(Dataset entries)

[Start of Attachment]

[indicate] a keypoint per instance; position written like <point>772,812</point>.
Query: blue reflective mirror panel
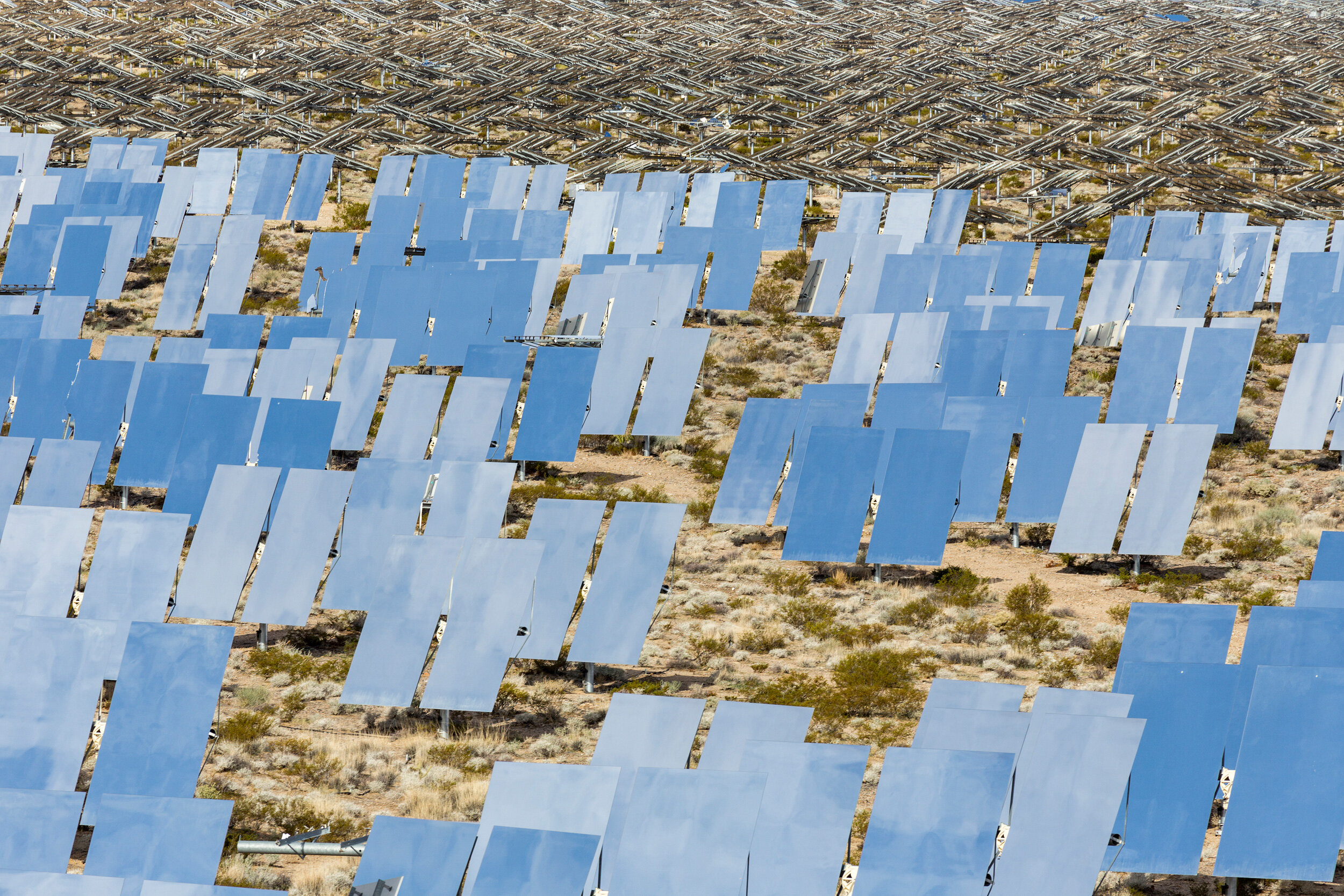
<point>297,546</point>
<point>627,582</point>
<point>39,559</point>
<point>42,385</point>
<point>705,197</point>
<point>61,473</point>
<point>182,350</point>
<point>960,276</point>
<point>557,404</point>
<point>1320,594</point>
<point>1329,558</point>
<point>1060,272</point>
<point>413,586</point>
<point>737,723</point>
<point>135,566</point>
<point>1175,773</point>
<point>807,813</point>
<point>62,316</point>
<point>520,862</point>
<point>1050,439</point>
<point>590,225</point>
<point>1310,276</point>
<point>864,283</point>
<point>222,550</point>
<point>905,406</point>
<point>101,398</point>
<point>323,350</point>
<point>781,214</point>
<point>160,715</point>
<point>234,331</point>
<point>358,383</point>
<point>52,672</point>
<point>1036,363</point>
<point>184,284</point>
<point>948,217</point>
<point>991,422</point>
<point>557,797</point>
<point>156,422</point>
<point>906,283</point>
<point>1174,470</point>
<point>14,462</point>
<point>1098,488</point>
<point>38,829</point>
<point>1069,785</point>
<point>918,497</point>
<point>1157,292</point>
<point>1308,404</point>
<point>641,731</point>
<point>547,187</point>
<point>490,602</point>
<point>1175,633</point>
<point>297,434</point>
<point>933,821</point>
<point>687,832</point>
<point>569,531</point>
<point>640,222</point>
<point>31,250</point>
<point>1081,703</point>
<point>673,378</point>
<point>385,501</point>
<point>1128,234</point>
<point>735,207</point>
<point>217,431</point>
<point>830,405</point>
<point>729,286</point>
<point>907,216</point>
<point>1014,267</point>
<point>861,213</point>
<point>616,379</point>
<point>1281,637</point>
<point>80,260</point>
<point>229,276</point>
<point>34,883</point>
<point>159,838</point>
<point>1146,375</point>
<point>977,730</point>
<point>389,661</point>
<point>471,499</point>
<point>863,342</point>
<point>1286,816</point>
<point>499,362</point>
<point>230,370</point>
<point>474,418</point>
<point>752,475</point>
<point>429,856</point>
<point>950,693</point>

[End of Attachment]

● **INSTRUCTIONS FOR THE TASK**
Please reproduce the lines above from the one containing "Query: blue reflective mirror panel" through the final line, exactly and inclusively, leaving out each picture.

● **RESPONSE TO THE TASK**
Query: blue reflective mirror panel
<point>297,546</point>
<point>627,582</point>
<point>39,559</point>
<point>42,385</point>
<point>705,197</point>
<point>61,473</point>
<point>182,350</point>
<point>960,276</point>
<point>557,404</point>
<point>1320,594</point>
<point>1329,558</point>
<point>1060,272</point>
<point>413,586</point>
<point>737,723</point>
<point>135,566</point>
<point>1175,773</point>
<point>807,813</point>
<point>62,316</point>
<point>520,862</point>
<point>1050,439</point>
<point>590,225</point>
<point>1310,276</point>
<point>864,283</point>
<point>222,550</point>
<point>905,406</point>
<point>101,398</point>
<point>323,350</point>
<point>781,214</point>
<point>160,715</point>
<point>234,331</point>
<point>358,383</point>
<point>52,672</point>
<point>1036,363</point>
<point>184,284</point>
<point>948,217</point>
<point>991,422</point>
<point>557,797</point>
<point>156,422</point>
<point>906,283</point>
<point>1174,470</point>
<point>14,462</point>
<point>1098,488</point>
<point>38,829</point>
<point>1069,785</point>
<point>918,497</point>
<point>1157,292</point>
<point>1308,404</point>
<point>641,731</point>
<point>547,187</point>
<point>490,602</point>
<point>1175,633</point>
<point>297,434</point>
<point>933,821</point>
<point>687,832</point>
<point>569,531</point>
<point>640,222</point>
<point>31,250</point>
<point>1081,703</point>
<point>673,378</point>
<point>385,501</point>
<point>1128,234</point>
<point>735,207</point>
<point>217,431</point>
<point>830,405</point>
<point>729,286</point>
<point>907,216</point>
<point>1014,267</point>
<point>861,213</point>
<point>616,379</point>
<point>1281,637</point>
<point>80,260</point>
<point>229,276</point>
<point>34,883</point>
<point>159,838</point>
<point>1146,375</point>
<point>977,730</point>
<point>389,661</point>
<point>471,499</point>
<point>863,342</point>
<point>1286,816</point>
<point>499,362</point>
<point>230,370</point>
<point>474,418</point>
<point>752,475</point>
<point>429,856</point>
<point>950,693</point>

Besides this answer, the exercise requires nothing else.